(Coordinate annotation records)

▼▼▼

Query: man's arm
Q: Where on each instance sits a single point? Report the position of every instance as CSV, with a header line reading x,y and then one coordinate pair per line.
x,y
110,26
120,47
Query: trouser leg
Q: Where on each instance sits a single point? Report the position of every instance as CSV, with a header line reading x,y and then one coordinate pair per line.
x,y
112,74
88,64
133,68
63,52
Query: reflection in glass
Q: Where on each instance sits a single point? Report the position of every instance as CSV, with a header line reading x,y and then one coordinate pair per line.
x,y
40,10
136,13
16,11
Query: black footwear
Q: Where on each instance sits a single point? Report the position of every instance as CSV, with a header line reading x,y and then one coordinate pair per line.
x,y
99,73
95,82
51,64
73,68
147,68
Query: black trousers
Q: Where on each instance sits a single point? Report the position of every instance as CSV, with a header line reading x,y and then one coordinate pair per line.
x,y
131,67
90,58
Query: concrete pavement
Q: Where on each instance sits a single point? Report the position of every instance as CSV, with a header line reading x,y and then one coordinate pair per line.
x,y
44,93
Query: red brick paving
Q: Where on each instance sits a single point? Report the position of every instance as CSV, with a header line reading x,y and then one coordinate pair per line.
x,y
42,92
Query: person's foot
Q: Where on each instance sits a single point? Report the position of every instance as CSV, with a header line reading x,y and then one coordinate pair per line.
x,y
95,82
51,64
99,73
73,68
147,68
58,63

▲▲▲
▼▼▼

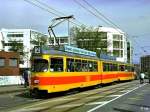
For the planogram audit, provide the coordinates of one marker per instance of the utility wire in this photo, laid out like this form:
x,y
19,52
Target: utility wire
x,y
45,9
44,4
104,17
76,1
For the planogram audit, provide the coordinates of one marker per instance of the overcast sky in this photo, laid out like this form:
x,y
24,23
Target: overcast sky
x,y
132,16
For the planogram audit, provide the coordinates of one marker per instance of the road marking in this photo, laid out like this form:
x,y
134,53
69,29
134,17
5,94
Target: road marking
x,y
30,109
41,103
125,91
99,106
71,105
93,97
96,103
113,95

▲▲▲

> Job
Please pull out every line in the listing above that contains the string "laid". Treat uppercase and lowercase as different when matching.

> Solution below
For the planogram audit, provide the coordinates of one marker per instance of the utility wire in this photo, laid out like this form:
For the planogram audit, provide the coordinates of one marker per instance of the overcast sky in this photo, laid out like this form:
For the planogram audit, provide the coordinates of one marker per instance of the road marking in this photo, laid out like this form:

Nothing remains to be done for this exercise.